# [Entries provided]
(begin)
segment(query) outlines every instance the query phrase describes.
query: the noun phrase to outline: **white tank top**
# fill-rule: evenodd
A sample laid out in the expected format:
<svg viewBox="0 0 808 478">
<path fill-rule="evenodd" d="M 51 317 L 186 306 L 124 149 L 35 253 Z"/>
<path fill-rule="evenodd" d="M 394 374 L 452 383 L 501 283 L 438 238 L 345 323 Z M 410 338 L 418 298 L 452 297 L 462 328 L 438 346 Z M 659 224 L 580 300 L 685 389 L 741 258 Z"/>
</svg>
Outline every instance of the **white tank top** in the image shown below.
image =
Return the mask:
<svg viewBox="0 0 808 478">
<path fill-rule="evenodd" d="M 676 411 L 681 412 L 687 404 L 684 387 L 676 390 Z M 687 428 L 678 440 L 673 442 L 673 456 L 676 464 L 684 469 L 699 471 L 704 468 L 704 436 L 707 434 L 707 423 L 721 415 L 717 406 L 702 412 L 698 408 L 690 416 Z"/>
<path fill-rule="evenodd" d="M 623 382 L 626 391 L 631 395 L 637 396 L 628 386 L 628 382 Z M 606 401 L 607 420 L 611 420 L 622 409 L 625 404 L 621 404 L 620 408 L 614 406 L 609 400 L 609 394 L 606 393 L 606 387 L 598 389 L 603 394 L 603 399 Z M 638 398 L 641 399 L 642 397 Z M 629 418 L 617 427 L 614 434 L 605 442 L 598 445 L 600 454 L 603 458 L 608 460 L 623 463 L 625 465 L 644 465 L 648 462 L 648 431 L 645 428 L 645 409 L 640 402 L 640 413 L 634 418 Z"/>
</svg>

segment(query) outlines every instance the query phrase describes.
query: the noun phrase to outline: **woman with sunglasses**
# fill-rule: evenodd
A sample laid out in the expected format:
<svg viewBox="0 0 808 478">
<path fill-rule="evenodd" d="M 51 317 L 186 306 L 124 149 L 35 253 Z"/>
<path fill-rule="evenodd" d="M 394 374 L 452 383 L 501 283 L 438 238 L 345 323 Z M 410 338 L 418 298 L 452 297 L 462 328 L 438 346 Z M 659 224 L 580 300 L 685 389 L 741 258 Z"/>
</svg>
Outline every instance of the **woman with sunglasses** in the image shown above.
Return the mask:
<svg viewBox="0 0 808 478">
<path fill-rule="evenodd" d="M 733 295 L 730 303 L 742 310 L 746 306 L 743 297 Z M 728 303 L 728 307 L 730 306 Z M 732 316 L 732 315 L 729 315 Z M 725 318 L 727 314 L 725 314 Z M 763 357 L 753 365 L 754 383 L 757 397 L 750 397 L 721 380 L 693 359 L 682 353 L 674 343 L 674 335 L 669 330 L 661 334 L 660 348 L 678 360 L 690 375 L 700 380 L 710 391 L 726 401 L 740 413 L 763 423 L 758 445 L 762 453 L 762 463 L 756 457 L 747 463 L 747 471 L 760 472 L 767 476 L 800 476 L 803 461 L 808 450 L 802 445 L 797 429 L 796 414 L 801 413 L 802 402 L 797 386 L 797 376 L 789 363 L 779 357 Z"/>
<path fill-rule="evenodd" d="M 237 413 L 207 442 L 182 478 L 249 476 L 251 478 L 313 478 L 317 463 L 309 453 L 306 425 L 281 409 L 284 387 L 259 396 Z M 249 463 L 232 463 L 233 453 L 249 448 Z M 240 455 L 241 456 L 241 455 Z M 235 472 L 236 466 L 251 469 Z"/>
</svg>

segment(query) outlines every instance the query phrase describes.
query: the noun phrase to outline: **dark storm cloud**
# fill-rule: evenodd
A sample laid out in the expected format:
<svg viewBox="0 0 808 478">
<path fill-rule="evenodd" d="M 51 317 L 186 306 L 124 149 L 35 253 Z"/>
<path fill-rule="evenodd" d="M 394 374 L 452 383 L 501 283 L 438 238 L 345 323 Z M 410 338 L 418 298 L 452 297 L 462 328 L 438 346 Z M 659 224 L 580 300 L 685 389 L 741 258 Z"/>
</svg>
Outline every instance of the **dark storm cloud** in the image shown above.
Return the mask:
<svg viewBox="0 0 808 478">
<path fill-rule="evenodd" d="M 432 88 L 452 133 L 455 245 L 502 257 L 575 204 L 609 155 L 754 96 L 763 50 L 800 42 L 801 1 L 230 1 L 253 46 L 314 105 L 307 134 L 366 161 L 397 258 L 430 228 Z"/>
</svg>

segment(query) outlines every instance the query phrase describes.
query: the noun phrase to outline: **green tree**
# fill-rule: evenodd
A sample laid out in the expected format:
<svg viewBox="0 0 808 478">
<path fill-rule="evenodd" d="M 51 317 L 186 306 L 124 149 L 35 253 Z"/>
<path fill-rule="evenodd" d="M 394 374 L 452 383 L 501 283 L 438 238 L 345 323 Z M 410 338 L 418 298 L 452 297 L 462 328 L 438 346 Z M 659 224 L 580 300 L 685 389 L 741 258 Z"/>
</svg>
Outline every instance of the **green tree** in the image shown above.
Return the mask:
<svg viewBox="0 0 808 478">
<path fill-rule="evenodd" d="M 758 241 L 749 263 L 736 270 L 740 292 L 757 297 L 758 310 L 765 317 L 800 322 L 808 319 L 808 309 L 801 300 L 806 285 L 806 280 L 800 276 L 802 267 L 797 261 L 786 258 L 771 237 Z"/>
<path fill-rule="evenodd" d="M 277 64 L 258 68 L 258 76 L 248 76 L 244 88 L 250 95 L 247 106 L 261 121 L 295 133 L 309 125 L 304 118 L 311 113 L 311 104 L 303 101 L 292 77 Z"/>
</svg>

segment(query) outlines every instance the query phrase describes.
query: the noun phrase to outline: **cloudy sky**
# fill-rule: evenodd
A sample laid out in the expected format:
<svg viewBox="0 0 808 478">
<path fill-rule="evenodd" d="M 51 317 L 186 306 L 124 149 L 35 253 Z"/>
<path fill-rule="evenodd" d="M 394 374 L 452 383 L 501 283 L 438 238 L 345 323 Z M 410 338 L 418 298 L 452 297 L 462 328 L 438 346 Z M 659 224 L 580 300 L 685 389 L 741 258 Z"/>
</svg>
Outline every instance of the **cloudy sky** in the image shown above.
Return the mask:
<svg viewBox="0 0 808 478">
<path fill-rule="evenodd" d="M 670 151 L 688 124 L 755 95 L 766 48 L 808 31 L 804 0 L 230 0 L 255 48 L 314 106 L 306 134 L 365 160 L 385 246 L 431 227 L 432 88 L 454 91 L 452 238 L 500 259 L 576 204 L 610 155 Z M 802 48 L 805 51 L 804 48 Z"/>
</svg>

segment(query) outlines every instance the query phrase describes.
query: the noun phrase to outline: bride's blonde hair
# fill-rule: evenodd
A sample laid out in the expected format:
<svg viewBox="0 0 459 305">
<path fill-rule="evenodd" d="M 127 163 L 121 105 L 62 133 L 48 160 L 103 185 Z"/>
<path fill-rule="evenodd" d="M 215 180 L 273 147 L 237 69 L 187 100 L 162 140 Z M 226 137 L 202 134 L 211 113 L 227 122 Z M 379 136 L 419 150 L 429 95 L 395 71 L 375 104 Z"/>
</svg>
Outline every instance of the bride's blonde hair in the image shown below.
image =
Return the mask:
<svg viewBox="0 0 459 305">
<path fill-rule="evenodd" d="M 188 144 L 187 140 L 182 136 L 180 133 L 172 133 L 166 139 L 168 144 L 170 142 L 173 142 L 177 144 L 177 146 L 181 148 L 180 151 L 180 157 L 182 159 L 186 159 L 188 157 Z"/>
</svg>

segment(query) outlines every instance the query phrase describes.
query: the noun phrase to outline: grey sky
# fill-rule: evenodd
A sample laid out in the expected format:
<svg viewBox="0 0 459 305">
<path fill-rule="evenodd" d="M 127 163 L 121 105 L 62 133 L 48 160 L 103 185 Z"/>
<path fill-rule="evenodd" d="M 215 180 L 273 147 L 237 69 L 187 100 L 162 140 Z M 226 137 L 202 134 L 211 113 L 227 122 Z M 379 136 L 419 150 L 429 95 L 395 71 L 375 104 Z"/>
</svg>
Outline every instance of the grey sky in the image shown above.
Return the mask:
(end)
# [Short task]
Please update the material from its first line through the line containing "676 411 L 681", replacing "instance" with "occurrence" and leaving everything else unchanged.

# [Expected output]
segment(query) outlines every occurrence the query phrase describes.
query: the noun phrase to outline: **white tank top**
# fill-rule: evenodd
A sample laid out in the expected format:
<svg viewBox="0 0 808 478">
<path fill-rule="evenodd" d="M 51 317 L 186 306 L 124 149 L 35 253 Z"/>
<path fill-rule="evenodd" d="M 394 374 L 452 383 L 501 283 L 438 238 L 345 323 Z M 410 338 L 418 298 L 452 297 L 462 328 L 438 346 Z M 659 224 L 580 300 L 685 389 L 741 258 Z"/>
</svg>
Outline every occurrence of the **white tank top** in the image shown below.
image =
Return the mask:
<svg viewBox="0 0 808 478">
<path fill-rule="evenodd" d="M 676 411 L 681 412 L 687 404 L 684 387 L 676 390 Z M 687 428 L 678 440 L 673 442 L 673 456 L 676 464 L 684 469 L 699 471 L 704 468 L 704 436 L 707 434 L 707 423 L 721 415 L 717 406 L 702 412 L 698 408 L 690 416 Z"/>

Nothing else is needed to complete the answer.